Task to carry out:
Scan the records for the word "dark". Copy each line that includes it.

━━ Supplied material

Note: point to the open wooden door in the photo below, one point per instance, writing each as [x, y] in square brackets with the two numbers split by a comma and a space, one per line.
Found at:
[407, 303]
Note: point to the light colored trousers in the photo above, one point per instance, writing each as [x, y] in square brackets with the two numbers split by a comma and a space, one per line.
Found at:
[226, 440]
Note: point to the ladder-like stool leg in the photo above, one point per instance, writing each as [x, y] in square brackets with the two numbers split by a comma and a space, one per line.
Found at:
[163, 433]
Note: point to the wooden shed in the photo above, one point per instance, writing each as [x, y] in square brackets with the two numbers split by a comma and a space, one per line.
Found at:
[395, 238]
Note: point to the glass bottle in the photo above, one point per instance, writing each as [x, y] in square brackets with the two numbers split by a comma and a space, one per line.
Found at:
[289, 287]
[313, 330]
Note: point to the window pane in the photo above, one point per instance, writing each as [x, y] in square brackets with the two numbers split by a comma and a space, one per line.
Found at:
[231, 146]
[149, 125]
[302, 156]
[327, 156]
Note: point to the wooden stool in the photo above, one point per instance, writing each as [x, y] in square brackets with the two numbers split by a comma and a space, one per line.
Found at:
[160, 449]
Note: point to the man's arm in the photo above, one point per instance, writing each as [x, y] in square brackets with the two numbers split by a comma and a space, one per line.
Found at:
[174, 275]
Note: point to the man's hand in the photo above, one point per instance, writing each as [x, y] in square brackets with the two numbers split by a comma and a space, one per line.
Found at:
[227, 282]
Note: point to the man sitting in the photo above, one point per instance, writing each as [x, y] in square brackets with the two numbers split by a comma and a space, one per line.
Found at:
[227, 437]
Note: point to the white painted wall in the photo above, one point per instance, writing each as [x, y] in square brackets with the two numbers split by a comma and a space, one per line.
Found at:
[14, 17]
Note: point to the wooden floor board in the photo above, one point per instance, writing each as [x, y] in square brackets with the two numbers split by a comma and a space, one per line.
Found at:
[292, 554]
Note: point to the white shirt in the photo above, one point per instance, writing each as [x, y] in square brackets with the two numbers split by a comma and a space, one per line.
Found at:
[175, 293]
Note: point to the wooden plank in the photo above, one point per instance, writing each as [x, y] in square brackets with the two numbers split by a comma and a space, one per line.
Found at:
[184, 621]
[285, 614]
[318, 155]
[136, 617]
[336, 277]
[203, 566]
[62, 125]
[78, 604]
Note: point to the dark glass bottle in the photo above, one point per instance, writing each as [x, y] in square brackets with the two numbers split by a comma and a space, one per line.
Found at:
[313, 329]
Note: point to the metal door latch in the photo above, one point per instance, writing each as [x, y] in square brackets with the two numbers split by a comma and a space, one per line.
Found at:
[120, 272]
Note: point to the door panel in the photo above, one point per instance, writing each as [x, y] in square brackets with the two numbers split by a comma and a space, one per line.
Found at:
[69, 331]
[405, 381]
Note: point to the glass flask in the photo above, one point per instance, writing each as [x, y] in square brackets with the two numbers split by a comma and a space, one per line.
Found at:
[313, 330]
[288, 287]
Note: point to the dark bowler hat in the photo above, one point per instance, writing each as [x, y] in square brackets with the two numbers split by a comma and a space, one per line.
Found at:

━━━━

Finished task:
Note: point to the dark glass bottle in the photo above, one point per instance, writing each as [x, y] in square brackets with the two numbers split by a comma and a space, one per line.
Note: point to the dark bowler hat in the photo above, one point per instance, writing each as [x, y] in square brackets with the two numbers split by a comma and a space, one per line.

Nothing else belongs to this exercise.